* begin Source document *

Op-ed

Israel’s leadership taken by surprise, in a conflict it failed to see coming

‘We must not be dismissive about the situation we are in,’ defense minister says, as rockets hit nationwide and Arab riots spread. Rarely was advice more appropriate and necessary

David Horovitz

David Horovitz is the founding editor of The Times of Israel. He is the author of "Still Life with Bombers" (2004) and "A Little Too Close to God" (2000), and co-author of "Shalom Friend: The Life and Legacy of Yitzhak Rabin" (1996). He previously edited The Jerusalem Post (2004-2011) and The Jerusalem Report (1998-2004).

Israeli firefighters near a bus and other vehicles hit in a Gaza rocket strike on Holon near Tel Aviv, on May 11, 2021 (Ahmad Gharabli / AFP)
Israeli firefighters near a bus and other vehicles hit in a Gaza rocket strike on Holon near Tel Aviv, on May 11, 2021 (Ahmad Gharabli / AFP)

On one of the most shattering nights in recent Israeli history — with hundreds of Hamas rockets battering the country, and a violent minority of Israel’s own Arab populace targeting its Jews — the most disconcerting moments were those that showed the nation how profoundly our political leaders and security chiefs were taken by surprise.

Hours after Hamas launched what appears to have been its most concentrated rocket assault on central Israel, with a reported 130 rockets fired from Gaza, the prime minister, defense minister, army chief and Shin Bet head convened a joint press conference late Tuesday whose goals were plainly to reassure a nation under attack and to urge the population to heed life-saving security precautions.

The call to the public to head to safe rooms and bomb shelters as and when ordered came through loud and clear. Not so the reassurance.

Prime Minister Benjamin Netanyahu warned that Hamas would pay a heavy price for its aggression, and that its leaders’ “blood is on their heads” — the kind of language that he has used often in the past in situations far less threatening; routine words for a situation that was anything but.

Prime Minister Benjamin Netanyahu addresses Israel after unprecedented Hamas rocket fire on central Israel, May 11, 2021. Also present, from left: IDF chief of staff Aviv Kohavi; Defense Minister Benny Gantz and Shin Bet chief Nadav Argaman (Amos Ben-Gershom / GPO)

Sounding still further out of touch, IDF Chief Aviv Kohavi told the worried watching nation that the army was “fully deploying our air defenses to thwart the rocket fire, with great success, even if not hermetically” (emphasis added).

Israel’s astonishing Iron Dome missile defense system has indeed been achieving great success, reportedly hitting up to 90% of the incoming rockets at which it has been directed. But what the evidence of the previous few hours had shown was that Hamas and its fellow terror groups were nonetheless able to maintain their attacks almost at will, firing so often and so intensively as to occasionally evade even the most sophisticated defenses. Barely four hours later, Hamas proved the point, unleashing another colossal rocket barrage everywhere from southern Israel to north of Tel Aviv.

Of the political and security quartet, only Shin Bet chief Nadav Argaman indicated tacit recognition that Hamas, rather than Israel, was setting the agenda in an escalation Israel’s intelligence assessments had failed to predict. Keeping his remarks to a minimum, Argaman said curtly that it was “insufferable” for a terrorist group to be threatening Israel, and that “now is not the time for talking.”

* end Source document *

» **Given instruction 1**
Transcribe the op-ed on Israel's leadership word for word, from "Prime Minister Benjamin Netanyahu addresses" to "Ben-Gershom / GPO)".
» **Given instruction 2**
Carry on the op-ed on Israel's leadership and the Hamas rocket fire, picking up after its last sentence.
The material that follows is separate from the op-ed.

* begin Record extracts *

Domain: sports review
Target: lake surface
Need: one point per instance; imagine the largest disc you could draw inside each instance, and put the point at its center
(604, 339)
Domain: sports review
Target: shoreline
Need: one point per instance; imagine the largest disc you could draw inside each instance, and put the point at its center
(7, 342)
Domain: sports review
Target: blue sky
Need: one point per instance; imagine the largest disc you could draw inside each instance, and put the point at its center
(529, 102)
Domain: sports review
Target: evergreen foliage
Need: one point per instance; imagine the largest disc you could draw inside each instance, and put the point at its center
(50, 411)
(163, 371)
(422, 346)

* end Record extracts *
* begin Record extracts *

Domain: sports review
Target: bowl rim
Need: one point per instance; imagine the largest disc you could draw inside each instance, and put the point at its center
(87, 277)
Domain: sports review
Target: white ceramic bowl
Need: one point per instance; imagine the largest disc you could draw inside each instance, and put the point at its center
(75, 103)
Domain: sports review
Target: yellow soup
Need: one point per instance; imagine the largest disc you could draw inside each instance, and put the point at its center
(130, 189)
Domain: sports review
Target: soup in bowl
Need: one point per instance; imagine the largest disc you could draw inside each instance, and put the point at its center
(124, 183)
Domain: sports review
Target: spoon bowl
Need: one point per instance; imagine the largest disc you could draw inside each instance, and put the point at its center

* end Record extracts *
* begin Record extracts *

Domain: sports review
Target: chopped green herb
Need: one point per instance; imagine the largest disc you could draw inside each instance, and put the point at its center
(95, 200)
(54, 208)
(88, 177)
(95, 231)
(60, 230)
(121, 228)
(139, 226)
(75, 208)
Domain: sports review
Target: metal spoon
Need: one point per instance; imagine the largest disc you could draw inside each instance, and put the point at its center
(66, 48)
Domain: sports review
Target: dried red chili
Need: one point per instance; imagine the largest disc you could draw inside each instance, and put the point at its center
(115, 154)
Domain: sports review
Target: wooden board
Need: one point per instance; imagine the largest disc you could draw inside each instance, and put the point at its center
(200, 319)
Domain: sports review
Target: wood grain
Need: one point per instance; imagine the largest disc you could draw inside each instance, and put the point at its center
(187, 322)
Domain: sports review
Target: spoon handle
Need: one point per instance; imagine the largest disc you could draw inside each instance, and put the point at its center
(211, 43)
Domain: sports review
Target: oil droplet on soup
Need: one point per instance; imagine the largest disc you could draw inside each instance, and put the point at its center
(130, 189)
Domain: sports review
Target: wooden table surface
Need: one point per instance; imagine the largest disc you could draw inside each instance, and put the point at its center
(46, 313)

* end Record extracts *

» **Answer 1**
Prime Minister Benjamin Netanyahu addresses Israel after unprecedented Hamas rocket fire on central Israel, May 11, 2021. Also present, from left: IDF chief of staff Aviv Kohavi; Defense Minister Benny Gantz and Shin Bet chief Nadav Argaman (Amos Ben-Gershom / GPO)

» **Answer 2**
No sooner had the leaders left the stage than they were called to address a second, related, severe crisis they had evidently failed to anticipate — what Israel’s police commissioner called an unprecedented eruption of Arab mob violence on the streets of Lod, which rapidly spread across more of the Arab community.

There had been Arab violence in Lod on Monday night, in which an Arab man was shot dead by a Jew in hotly disputed circumstances, but Tuesday was rioting of a different order, with local Jewish residents phoning in reports to TV studios of gangs of Arab youths marauding through the streets, setting cars alight, throwing Molotov cocktails into Jewish homes, smashing stores, and in three reported cases, torching synagogues. “Police are nowhere to be seen,” charged one resident.

Man carries a Torah scroll from a torched synagogue in the central Israeli city of Lod, following a night of heavy rioting on May 12, 2021 (Yonatan Sindel/Flash90)

Mayor Yair Revivo, sounding desperate, told Channel 12 that “civil war” was breaking out in his city. Decades of coexistence efforts were going down the drain. Restoring and maintaining order was “a mission too big for the police,” he wailed, and so he had telephoned Netanyahu to plead that a state of emergency be declared and army units be rushed in. Revivo likened the situation to Kristallnacht. President Reuven Rivlin, speaking Wednesday, called it “a pogrom” and castigated Israel’s Arab leadership for its “shameful” silence.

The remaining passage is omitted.